▸ **Work request**:
Answer these questions using the GaLore 2 text.
1. Compared to baseline methods, by up to how much does GaLore 2 reduce peak GPU memory consumption?
2. What does the name GaLore stand for?
3. Which model was pre-trained from scratch, and with up to how many training tokens?

▸ **Text section**:
🤖 AI Summary
To address the GPU memory bottleneck caused by gradient storage during large language model (LLM) pretraining, this paper proposes GaLore 2—a highly efficient and scalable gradient low-rank projection framework. Unlike the original GaLore, which relies on frequent singular value decomposition (SVD) to compute subspaces, GaLore 2 introduces a novel SVD-free dynamic subspace update mechanism. It is deeply integrated with state-of-the-art parallelization strategies—including Fully Sharded Data Parallel (FSDP)—and natively supports low-bit quantization and higher-order tensor decomposition. Evaluated on a 500B-token pretraining scale, GaLore 2 reduces peak GPU memory consumption by up to 42% compared to baseline methods, improves training throughput, and enables full pretraining of Llama-7B from scratch. The resulting model achieves performance on par with its full-precision counterpart, demonstrating both scalability and fidelity.
📝 Abstract
Large language models (LLMs) have revolutionized natural language understanding and generation but face significant memory bottlenecks during training. GaLore, Gradient Low-Rank Projection, addresses this issue by leveraging the inherent low-rank structure of weight gradients, enabling substantial memory savings without sacrificing performance. Recent works further extend GaLore from various aspects, including low-bit quantization and higher-order tensor structures. However, there are several remaining challenges for GaLore, such as the computational overhead of SVD for subspace updates and the integration with state-of-the-art training parallelization strategies (e.g., FSDP). In this paper, we present GaLore 2, an efficient and scalable GaLore framework that addresses these challenges and incorporates recent advancements. In addition, we demonstrate the scalability of GaLore 2 by pre-training Llama 7B from scratch using up to 500 billion training tokens, highlighting its potential impact on real LLM pre-training scenarios.

Collected data
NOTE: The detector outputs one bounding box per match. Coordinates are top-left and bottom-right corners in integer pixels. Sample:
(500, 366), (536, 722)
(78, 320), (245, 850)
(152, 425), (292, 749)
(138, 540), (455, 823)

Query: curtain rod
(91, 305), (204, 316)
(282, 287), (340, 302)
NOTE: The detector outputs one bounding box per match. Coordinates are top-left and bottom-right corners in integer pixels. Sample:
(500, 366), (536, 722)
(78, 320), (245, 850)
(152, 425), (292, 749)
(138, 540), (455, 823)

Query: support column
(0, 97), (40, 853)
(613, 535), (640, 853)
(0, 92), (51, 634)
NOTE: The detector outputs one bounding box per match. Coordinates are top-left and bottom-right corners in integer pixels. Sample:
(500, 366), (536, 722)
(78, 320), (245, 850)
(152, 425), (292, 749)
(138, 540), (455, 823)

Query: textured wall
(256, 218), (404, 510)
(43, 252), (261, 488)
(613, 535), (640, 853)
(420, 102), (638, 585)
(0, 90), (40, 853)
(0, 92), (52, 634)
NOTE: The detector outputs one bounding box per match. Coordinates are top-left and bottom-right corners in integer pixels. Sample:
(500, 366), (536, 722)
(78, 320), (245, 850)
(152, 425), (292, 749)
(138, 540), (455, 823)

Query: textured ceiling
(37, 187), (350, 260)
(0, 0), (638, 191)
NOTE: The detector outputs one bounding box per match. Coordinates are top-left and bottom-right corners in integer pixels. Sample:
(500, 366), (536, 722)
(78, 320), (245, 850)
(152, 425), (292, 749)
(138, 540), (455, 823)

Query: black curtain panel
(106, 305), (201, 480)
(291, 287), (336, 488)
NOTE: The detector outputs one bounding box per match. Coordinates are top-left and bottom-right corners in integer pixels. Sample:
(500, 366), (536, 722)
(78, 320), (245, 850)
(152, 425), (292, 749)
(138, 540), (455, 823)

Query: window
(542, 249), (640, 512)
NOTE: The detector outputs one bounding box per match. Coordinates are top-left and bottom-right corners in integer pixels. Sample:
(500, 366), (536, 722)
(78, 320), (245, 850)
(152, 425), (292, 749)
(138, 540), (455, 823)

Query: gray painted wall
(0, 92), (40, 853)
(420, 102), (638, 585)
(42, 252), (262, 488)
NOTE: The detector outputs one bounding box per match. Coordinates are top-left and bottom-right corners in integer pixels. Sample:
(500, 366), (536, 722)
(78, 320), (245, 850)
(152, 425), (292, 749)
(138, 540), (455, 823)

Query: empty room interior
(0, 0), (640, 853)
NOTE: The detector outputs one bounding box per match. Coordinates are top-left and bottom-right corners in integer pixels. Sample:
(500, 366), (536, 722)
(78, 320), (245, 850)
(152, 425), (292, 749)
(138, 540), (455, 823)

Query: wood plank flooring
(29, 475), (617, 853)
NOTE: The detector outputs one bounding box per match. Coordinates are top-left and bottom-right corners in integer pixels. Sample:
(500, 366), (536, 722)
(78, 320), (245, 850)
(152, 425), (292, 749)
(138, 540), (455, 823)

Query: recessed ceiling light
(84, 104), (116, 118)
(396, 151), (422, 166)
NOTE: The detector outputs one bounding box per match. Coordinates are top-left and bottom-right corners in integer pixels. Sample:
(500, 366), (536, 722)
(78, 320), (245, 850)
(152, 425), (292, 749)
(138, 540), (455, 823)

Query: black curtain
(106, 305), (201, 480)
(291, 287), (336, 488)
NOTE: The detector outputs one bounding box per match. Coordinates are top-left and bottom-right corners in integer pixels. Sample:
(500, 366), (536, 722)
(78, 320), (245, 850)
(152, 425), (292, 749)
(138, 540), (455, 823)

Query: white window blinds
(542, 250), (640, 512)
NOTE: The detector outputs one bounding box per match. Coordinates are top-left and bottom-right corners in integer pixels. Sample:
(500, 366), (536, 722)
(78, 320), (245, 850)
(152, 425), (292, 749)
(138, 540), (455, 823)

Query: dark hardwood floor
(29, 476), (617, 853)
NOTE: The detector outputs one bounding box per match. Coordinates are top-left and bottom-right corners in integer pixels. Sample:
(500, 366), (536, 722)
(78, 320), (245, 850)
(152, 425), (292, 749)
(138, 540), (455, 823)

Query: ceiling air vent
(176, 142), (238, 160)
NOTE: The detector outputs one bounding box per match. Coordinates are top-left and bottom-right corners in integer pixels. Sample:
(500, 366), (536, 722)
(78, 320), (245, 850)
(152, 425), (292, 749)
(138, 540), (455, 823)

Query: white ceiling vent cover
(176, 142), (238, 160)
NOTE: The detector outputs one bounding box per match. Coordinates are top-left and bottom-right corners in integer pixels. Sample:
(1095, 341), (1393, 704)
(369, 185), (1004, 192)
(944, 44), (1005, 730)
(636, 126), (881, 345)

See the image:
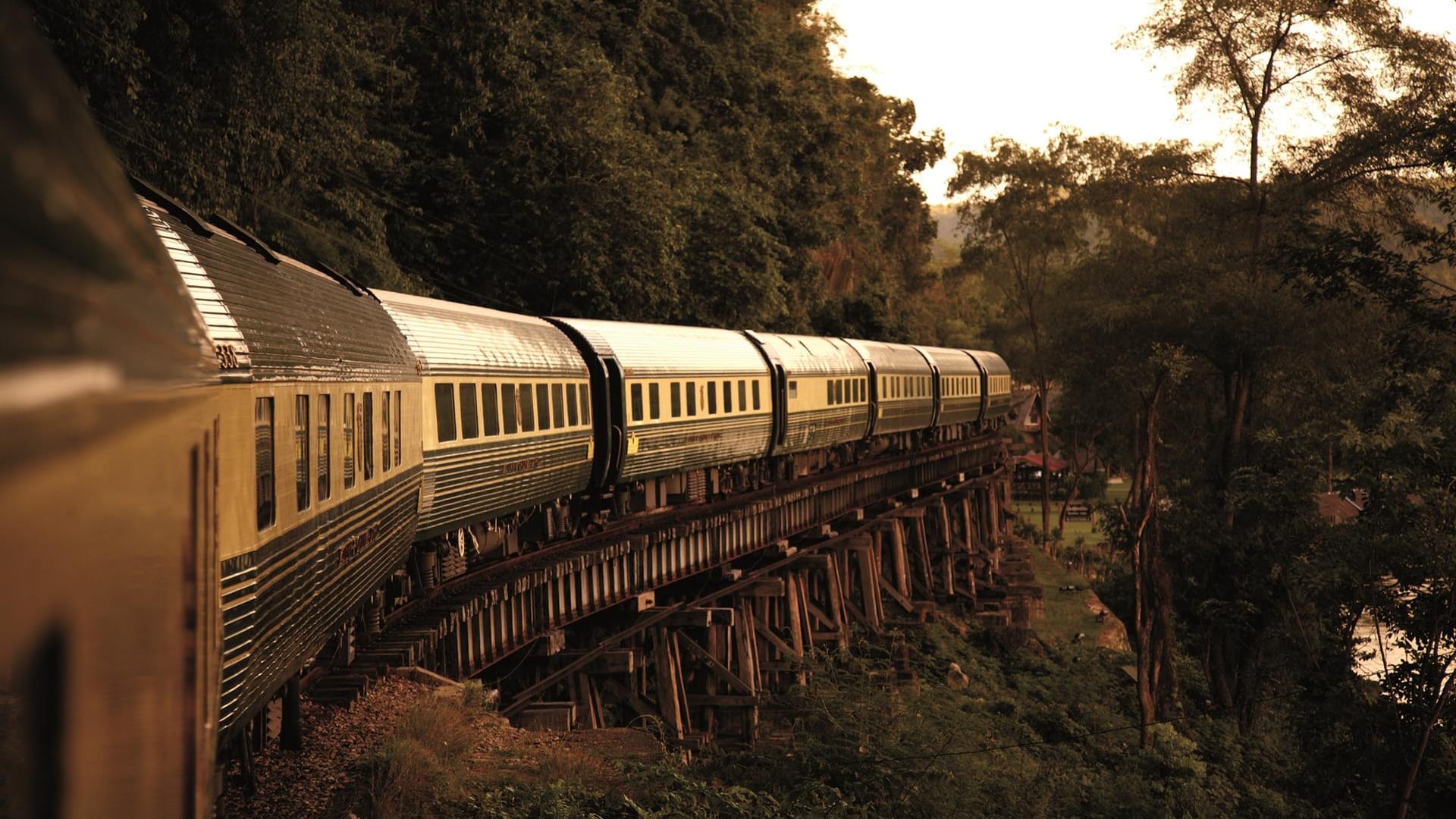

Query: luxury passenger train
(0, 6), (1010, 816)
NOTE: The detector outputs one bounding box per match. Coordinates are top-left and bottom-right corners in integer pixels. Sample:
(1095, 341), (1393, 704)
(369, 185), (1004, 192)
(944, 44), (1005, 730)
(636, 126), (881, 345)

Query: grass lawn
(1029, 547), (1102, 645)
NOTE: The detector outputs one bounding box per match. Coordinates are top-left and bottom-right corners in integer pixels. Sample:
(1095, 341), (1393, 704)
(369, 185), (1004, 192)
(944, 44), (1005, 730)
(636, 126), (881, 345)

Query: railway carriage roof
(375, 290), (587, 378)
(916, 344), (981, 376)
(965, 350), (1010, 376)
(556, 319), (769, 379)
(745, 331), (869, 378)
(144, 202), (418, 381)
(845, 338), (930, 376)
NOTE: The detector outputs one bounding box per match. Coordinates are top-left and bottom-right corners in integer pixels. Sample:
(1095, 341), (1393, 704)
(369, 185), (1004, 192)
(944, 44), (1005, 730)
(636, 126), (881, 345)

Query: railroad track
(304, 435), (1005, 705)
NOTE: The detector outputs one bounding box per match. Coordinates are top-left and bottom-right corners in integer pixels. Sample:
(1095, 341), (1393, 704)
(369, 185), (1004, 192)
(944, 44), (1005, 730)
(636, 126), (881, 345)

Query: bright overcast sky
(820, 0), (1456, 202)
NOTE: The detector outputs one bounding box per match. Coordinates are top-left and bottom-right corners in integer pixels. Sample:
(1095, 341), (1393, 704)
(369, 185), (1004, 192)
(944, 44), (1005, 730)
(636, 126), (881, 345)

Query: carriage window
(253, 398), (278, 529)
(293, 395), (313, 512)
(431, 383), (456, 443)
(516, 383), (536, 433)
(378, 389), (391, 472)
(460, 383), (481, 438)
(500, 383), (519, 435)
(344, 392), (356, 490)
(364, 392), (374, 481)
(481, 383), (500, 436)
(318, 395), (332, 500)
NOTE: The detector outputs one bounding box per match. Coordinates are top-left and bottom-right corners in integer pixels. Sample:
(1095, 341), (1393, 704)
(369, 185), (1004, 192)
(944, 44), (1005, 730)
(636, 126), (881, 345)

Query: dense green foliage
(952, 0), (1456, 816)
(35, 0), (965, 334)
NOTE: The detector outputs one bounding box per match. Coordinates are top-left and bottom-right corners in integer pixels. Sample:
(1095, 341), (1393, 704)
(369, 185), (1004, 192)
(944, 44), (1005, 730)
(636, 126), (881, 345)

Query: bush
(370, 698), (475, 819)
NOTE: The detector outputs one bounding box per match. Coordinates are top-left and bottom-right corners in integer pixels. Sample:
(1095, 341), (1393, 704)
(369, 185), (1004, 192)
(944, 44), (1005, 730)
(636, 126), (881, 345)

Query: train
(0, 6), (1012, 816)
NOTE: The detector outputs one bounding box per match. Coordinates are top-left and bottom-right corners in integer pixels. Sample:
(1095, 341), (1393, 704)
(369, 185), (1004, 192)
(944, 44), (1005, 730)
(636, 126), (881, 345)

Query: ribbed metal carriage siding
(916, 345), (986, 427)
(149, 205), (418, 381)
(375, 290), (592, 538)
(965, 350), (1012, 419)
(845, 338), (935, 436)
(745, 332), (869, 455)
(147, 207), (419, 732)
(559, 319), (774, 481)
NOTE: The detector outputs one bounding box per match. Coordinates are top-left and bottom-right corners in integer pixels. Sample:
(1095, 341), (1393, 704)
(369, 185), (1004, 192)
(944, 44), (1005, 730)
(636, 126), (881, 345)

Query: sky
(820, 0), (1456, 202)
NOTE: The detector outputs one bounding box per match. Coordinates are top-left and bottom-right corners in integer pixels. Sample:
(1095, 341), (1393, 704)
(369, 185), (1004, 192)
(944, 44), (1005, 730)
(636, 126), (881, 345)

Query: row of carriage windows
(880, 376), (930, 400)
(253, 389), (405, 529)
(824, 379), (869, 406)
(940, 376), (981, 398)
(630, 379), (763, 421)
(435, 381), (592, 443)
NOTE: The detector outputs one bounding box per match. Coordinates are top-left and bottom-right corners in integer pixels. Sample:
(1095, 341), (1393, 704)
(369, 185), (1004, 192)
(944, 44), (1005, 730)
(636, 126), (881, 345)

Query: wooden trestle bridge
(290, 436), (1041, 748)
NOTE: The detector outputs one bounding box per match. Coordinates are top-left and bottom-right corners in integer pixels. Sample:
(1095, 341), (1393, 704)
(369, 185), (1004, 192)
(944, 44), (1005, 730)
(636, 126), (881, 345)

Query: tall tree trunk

▸ **Solution below**:
1. Up to 42%.
2. Gradient Low-Rank Projection.
3. Llama 7B, with up to 500 billion training tokens.